→ Task directions
Lay out the lines in all of the data below as a single numbered list, leaving out blank lines and keeping the pictures out of your answer.

☆ ☆ ☆ ☆ ☆

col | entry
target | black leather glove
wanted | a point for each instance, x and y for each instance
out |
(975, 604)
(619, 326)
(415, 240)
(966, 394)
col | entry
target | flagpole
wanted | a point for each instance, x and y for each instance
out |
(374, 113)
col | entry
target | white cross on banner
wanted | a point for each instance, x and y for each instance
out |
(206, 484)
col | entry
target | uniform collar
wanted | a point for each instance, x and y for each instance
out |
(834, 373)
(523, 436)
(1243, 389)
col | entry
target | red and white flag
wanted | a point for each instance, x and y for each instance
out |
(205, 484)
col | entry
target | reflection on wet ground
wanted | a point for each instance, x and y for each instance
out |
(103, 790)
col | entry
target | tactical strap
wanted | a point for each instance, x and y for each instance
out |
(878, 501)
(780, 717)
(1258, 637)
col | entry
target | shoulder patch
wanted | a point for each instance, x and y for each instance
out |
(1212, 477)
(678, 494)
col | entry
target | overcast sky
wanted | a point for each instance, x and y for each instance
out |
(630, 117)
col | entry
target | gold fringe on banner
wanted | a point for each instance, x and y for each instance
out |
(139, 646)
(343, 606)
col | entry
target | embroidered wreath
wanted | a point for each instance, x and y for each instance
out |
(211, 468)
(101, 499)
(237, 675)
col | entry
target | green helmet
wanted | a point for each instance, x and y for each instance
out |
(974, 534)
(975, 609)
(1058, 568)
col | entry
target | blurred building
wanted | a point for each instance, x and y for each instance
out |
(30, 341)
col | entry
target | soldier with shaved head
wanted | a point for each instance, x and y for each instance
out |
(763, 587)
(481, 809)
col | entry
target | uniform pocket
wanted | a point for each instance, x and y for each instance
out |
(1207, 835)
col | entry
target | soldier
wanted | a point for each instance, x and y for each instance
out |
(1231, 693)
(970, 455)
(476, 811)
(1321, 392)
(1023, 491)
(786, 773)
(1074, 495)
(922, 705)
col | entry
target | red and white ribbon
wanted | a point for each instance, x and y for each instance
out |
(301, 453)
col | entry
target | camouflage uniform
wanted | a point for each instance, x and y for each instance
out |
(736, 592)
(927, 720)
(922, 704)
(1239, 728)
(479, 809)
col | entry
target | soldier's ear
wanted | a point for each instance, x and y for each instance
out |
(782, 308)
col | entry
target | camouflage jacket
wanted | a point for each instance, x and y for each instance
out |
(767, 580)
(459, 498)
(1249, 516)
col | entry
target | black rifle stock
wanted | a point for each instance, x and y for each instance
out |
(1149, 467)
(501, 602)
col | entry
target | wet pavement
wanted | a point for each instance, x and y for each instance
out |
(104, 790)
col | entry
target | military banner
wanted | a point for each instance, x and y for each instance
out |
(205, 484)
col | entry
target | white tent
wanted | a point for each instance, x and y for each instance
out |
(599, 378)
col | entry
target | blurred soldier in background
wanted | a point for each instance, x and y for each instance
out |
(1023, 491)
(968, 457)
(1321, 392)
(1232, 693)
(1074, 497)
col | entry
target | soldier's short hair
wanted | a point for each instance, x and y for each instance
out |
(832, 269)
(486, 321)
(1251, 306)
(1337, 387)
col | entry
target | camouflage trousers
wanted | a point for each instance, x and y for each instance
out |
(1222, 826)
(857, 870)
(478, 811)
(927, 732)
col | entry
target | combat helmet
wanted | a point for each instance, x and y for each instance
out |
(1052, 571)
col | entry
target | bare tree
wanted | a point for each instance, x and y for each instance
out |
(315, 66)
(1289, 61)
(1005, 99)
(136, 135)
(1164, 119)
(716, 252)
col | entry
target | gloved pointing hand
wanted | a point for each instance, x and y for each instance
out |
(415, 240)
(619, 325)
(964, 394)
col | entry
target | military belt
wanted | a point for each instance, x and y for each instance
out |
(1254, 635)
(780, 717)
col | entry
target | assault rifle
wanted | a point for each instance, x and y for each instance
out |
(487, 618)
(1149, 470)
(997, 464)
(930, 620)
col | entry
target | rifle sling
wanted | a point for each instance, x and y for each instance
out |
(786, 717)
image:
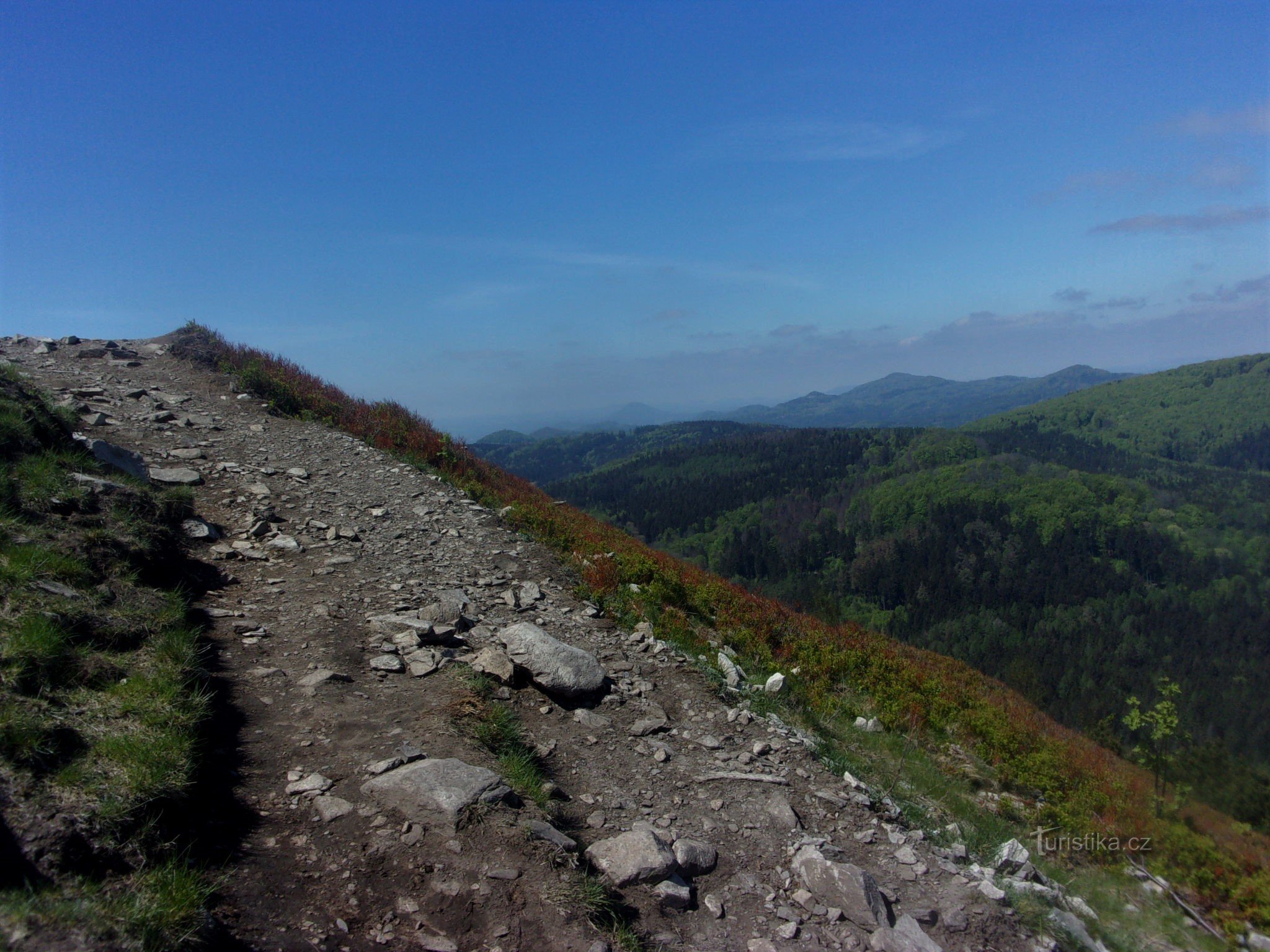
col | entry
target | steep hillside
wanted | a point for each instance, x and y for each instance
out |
(833, 673)
(1078, 571)
(906, 400)
(104, 700)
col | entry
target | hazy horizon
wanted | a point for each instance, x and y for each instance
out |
(500, 213)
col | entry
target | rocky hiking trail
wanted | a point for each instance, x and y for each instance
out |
(357, 594)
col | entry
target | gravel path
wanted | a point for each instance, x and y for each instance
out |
(321, 534)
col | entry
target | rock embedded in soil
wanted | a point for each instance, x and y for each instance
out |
(556, 667)
(332, 808)
(906, 936)
(538, 829)
(843, 886)
(494, 663)
(179, 477)
(638, 856)
(125, 460)
(436, 790)
(694, 857)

☆ ☆ ☆ ☆ ☆

→ Answer below
1. col | entry
2. target | black leather glove
3. wanted | a point for each instance, x and y for each instance
4. out |
5. (975, 604)
6. (619, 326)
7. (415, 240)
8. (966, 394)
9. col | entry
10. target | flagpole
11. wanted | a point for each instance, x and y for each instance
12. out |
13. (374, 113)
14. col | entry
15. target | white cross on banner
16. wanted | a point for each instance, x and y for each instance
17. out |
18. (206, 484)
19. col | entry
20. target | uniform collar
21. wanted | a point for each instance, x and y for each instance
22. out |
23. (834, 373)
24. (523, 436)
25. (1243, 389)
26. col | entry
27. target | red and white flag
28. wanted | a point for each instance, x and y for each instance
29. out |
30. (205, 484)
31. col | entry
32. target | reflection on wet ground
33. wanted | a point for each instance, x and y for each instance
34. out |
35. (103, 790)
36. col | entry
37. target | tactical strap
38. wanted | a point for each instance, x and y for each instance
39. out |
40. (878, 501)
41. (780, 717)
42. (1258, 637)
43. col | entry
44. target | shoulder patch
45. wanted | a point for each instance, x and y for each instance
46. out |
47. (1212, 477)
48. (678, 494)
49. col | entry
50. target | overcast sky
51. wanted | a point for each instance, x and y for each instance
52. out |
53. (630, 117)
54. col | entry
55. target | gold fringe on banner
56. wanted | a point for each instance, x and y for each instance
57. out |
58. (139, 646)
59. (343, 606)
60. col | entry
61. target | embroidered wreath
62. wanted | a point for each instance, x and y for each instance
63. out |
64. (211, 468)
65. (101, 499)
66. (237, 675)
67. col | entry
68. target | green helmet
69. wanted | a point for each instance, x and y for each instance
70. out |
71. (974, 534)
72. (975, 609)
73. (1058, 568)
74. col | entry
75. target | blurred building
76. wanted | a point for each instance, x and y for each instance
77. out |
78. (30, 341)
79. col | entry
80. target | soldier with shaved head
81. wanted | a point for each instance, x and y for each instance
82. out |
83. (763, 587)
84. (481, 809)
85. col | entry
86. target | uniform pocket
87. wanted | a point for each instance, x and y for each instance
88. out |
89. (1207, 835)
90. col | entry
91. target | soldier
92. wanted | a point for each instance, x and y for each instance
93. out |
94. (1231, 693)
95. (970, 455)
96. (476, 811)
97. (1321, 392)
98. (1023, 491)
99. (786, 773)
100. (1074, 495)
101. (922, 705)
102. col | entry
103. target | red and white ribbon
104. wanted | a point for each instance, x and y for each instance
105. out |
106. (301, 453)
107. col | entry
108. target | camouflage uniform
109. wanted | a point for each instance, x and y for each instance
110. out |
111. (736, 592)
112. (927, 720)
113. (922, 704)
114. (1239, 728)
115. (479, 809)
116. col | entry
117. target | soldier's ear
118. wanted | a point for each instance, x and y for each instance
119. out |
120. (782, 308)
121. col | entry
122. target | camouflage jacket
123. wanted | a point for each instance, x and y for each instance
124. out |
125. (767, 580)
126. (459, 498)
127. (1249, 516)
128. col | entry
129. target | black rifle stock
130. wanted | a point for each instance, x and y for each instance
131. out |
132. (1149, 467)
133. (501, 602)
134. col | entry
135. target | wet pavement
136. wanted | a point for each instance, x and y for each instance
137. out |
138. (104, 790)
139. col | entry
140. target | military banner
141. wanted | a point for each instance, x and y for each instance
142. out |
143. (205, 484)
144. col | entry
145. target | white tent
146. wanted | a point for each instance, x and y for each instance
147. out |
148. (599, 378)
149. col | entry
150. target | blurred soldier in background
151. wanted | a point for each instance, x and y for each instance
152. out |
153. (1023, 491)
154. (968, 457)
155. (1321, 392)
156. (1232, 693)
157. (1074, 497)
158. col | entry
159. target | soldier's short hair
160. wanted | a point for each instance, x and y for each instance
161. out |
162. (832, 269)
163. (486, 321)
164. (1251, 306)
165. (1337, 387)
166. col | entry
167. target | camouflage trousers
168. wanted | a point for each instance, x and y for each instance
169. out |
170. (1222, 826)
171. (857, 870)
172. (478, 811)
173. (927, 732)
174. col | entry
175. target | combat helmet
176. wanted | a point for each instance, x and y for each instance
177. out |
178. (1052, 571)
179. col | entry
180. target | bare tree
181. wanted | a point for each instance, x and y for each instance
182. out |
183. (315, 66)
184. (1289, 61)
185. (1005, 99)
186. (136, 135)
187. (1164, 119)
188. (716, 252)
189. col | entry
190. target | gloved pointing hand
191. wanted | a point for each instance, x and y for each instance
192. out |
193. (415, 240)
194. (619, 325)
195. (964, 394)
196. col | entry
197. target | military belt
198. wanted | a point for each instance, x and y for each instance
199. out |
200. (1254, 635)
201. (780, 717)
202. col | entry
203. target | assault rifle
204. wanted | a point for each instance, x and y for each instance
205. out |
206. (487, 618)
207. (1149, 470)
208. (997, 464)
209. (930, 620)
210. col | entry
211. target | rifle sling
212. wanted | a point for each instance, x and y for each instance
213. out |
214. (786, 717)
215. image:
216. col | entry
217. target | steep hillside
218. wanted | a point for each instance, x and y for each instance
219. out |
220. (833, 673)
221. (1078, 571)
222. (906, 400)
223. (104, 700)
224. col | entry
225. target | hazy horizon
226. wanted | a point for each instance, x and y for each instance
227. out |
228. (500, 213)
229. col | entry
230. target | rocky hiking trail
231. wanted | a point for each instance, x and y for each instance
232. out |
233. (357, 594)
234. col | entry
235. target | gravel path
236. wanted | a point for each instance, x and y for each instance
237. out |
238. (321, 534)
239. col | entry
240. target | rock embedded in soil
241. wanted | a point for each instance, x and y for each instance
242. out |
243. (556, 667)
244. (332, 808)
245. (906, 936)
246. (538, 829)
247. (843, 886)
248. (494, 663)
249. (179, 477)
250. (638, 856)
251. (125, 460)
252. (436, 790)
253. (694, 857)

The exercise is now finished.